=== Begin Enclosure ===

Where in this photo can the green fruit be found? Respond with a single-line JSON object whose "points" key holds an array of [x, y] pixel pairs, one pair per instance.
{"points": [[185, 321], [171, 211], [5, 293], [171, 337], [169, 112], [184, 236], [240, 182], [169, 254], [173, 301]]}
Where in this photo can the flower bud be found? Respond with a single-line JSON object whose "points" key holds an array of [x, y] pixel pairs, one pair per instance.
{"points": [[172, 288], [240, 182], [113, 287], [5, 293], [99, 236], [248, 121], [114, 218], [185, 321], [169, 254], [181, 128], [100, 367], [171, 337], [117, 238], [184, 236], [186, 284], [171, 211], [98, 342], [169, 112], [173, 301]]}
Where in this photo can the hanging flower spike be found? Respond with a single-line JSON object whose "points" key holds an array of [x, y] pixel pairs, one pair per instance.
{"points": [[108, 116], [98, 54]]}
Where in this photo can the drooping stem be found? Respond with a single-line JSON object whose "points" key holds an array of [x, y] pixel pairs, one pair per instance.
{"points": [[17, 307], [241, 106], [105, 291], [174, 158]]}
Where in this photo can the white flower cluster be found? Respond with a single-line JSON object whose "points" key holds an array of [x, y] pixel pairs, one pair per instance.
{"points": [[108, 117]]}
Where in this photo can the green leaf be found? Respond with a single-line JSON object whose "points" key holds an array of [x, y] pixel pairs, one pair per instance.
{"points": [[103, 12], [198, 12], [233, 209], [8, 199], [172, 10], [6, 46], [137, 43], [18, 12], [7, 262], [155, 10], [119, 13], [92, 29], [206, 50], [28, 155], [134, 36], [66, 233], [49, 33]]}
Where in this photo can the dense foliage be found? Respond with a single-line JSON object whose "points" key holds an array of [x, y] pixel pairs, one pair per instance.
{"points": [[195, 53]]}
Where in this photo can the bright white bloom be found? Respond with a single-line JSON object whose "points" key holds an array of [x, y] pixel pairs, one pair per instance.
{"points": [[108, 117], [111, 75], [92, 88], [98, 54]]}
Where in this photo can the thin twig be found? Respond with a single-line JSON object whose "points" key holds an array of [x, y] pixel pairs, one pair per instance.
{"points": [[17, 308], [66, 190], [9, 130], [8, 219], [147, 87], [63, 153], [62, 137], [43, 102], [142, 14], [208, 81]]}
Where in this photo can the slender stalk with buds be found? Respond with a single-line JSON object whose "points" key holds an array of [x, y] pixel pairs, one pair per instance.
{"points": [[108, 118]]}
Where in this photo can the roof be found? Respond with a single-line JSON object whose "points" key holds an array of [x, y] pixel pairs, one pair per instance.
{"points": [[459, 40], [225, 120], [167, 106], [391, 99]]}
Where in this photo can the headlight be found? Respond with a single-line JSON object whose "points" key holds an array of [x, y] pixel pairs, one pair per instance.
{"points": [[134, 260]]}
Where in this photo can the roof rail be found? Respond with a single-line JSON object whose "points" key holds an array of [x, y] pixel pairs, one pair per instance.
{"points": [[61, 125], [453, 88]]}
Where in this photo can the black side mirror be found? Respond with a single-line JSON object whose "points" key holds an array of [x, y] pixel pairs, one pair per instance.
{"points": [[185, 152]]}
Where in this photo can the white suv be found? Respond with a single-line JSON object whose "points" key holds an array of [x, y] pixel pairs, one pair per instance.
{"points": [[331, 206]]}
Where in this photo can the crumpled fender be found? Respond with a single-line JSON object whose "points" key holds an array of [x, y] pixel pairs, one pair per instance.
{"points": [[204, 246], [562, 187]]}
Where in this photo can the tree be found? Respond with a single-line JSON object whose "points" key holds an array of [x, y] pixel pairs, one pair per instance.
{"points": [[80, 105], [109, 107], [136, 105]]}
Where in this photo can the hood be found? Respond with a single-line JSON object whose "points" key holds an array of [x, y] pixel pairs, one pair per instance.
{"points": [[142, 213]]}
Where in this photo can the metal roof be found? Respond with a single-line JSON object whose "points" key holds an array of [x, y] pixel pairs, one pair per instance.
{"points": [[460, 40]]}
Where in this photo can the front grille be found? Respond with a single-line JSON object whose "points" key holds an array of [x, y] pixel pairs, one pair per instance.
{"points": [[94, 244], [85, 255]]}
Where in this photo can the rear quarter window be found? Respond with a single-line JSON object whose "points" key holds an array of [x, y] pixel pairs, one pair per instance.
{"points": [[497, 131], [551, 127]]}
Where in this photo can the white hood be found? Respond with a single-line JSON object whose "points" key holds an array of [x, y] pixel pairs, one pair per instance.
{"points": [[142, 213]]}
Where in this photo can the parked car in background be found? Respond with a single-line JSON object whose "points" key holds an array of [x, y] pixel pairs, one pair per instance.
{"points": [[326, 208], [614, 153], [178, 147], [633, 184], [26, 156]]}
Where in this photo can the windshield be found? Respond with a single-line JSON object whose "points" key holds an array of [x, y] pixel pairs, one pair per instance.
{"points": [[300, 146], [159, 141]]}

=== End Enclosure ===

Would you write out the data exactly as it reads?

Where in this photo can the green fruit be found? Respond with a single-line JSON object whose "points" key holds an array of [x, y] pixel pairs, one pair per instance.
{"points": [[185, 321], [171, 211], [5, 293], [171, 337], [169, 112], [184, 236], [240, 182], [169, 254], [173, 301]]}
Where in this photo can the flower bud be found? Respond with a single-line JSON object whose "points" key holds an array of [x, y] pixel pairs, one pair per instance.
{"points": [[172, 288], [240, 182], [113, 287], [5, 293], [99, 236], [248, 121], [114, 218], [185, 321], [169, 254], [181, 128], [100, 367], [171, 337], [117, 238], [184, 236], [186, 284], [171, 211], [98, 342], [169, 112], [173, 301]]}
Where in this photo can the hanging flower spike be found? Respond with a single-line JSON object whose "points" key holds an array of [x, y] pixel pairs, one pair per instance.
{"points": [[108, 116], [98, 54]]}
Where in this photo can the drooping stem be found? Respond with a single-line JSON object whose "points" key holds an array of [x, y] pixel pairs, one pair per instance.
{"points": [[17, 307], [241, 106], [105, 291], [174, 158]]}
Where in this photo can the white flower cluster be found? Respond with a single-line JSON object whose "points" key holds an array of [x, y] pixel pairs, one pair per instance.
{"points": [[108, 117]]}
Where in this photo can the green leaf be found? Respond with a single-line JSON object whose "points" key holds an array of [x, y] pixel pairs, one pair per instance.
{"points": [[103, 12], [198, 12], [233, 209], [8, 199], [172, 10], [6, 46], [137, 43], [18, 12], [7, 262], [155, 10], [119, 13], [92, 29], [206, 50], [28, 155], [134, 36], [66, 233], [49, 33]]}
Where in this photo can the dense foliage be found? Respond with a single-line JSON object whose "points" key holds an array of [x, y] pixel pairs, one pair per instance.
{"points": [[195, 53]]}
Where in this photo can the bright white bloom be found? Respond with a single-line JSON object whose "points" key holds an array of [x, y] pixel pairs, one pair per instance.
{"points": [[108, 117], [111, 75], [92, 88], [98, 54]]}
Where in this photo can the thin twig be found? Respond with a single-line JSON object whose "points" key holds an array of [x, y] pixel pairs, one pair per instance.
{"points": [[17, 308], [66, 190], [9, 130], [8, 219], [147, 87], [63, 153], [62, 137], [43, 102], [142, 14], [208, 81]]}
Where in this photo can the slender stalk with buds be found? Respond with a single-line JSON object whose "points" key holds an array of [x, y] pixel pairs, one pair per instance.
{"points": [[108, 118]]}
Where in this photo can the roof be found? Respond with a single-line JSON object whose "points" key holds an array of [x, y] pixel pairs, one pair per instance.
{"points": [[459, 40], [225, 120], [167, 106], [391, 99]]}
Where in this photo can the headlight be found? Respond with a single-line JSON object whose "points" key holds an array of [x, y] pixel pairs, one pair per instance.
{"points": [[134, 260]]}
Where in this photo can the roof rail be found? Respond with a single-line JSON object whose "points" key holds an array of [x, y] pixel pairs, one pair per instance.
{"points": [[61, 125], [453, 88]]}
Where in this photo can the black side mirror be found? Respond with a single-line JSON object whose "points" key holds an array of [x, y] pixel pairs, one pair per instance.
{"points": [[185, 152]]}
Where in this photo can the white suv be found? Respond with a single-line JSON object whose "points" key holds an array of [x, y] pixel pairs, one pair per instance.
{"points": [[331, 206]]}
Where in this photo can the crumpled fender be found? Respond with a single-line JSON object whose "points" key holds an array of [x, y] pixel pairs, one pair per instance.
{"points": [[204, 246], [562, 187]]}
Where in this photo can the tree be found? Respond with a single-line JSON object whose "points" key holds an array of [x, y] pixel pairs, one pair per instance.
{"points": [[80, 105], [109, 107], [136, 105]]}
Where in this photo can the hood be found? Respond with a single-line JSON object whose "points" key holds an array of [x, y] pixel pairs, one pair per instance.
{"points": [[142, 213]]}
Where in this photo can the metal roof be found? Respond with a single-line JSON object whose "points" key holds an array of [x, y] pixel pairs, one pair per instance.
{"points": [[460, 40]]}
Where in this photo can the front grille be found? Respond with a single-line JSON object whose "points" key holds an array of [x, y] pixel pairs, one pair per instance.
{"points": [[94, 244], [85, 255]]}
Where in this photo can the rear quarter window be found? Respond with a single-line JSON object whose "points" key holds an array of [x, y] pixel pairs, one pair per instance.
{"points": [[497, 131], [551, 127]]}
Where in this photo can the white hood be found? Respond with a single-line JSON object whose "points" key holds an array of [x, y] pixel pairs, one pair per instance.
{"points": [[142, 213]]}
Where in this photo can the parked car in background be found? Respond with a single-line JSON object whose "points" key holds an array of [x, y] pixel pairs, one pair per instance.
{"points": [[326, 208], [614, 153], [178, 147], [633, 184], [26, 156]]}
Where in this photo can the windshield be found? Respond with a single-line JSON object whose "points" key holds an array of [x, y] pixel pairs, one pair per instance.
{"points": [[300, 146], [159, 141]]}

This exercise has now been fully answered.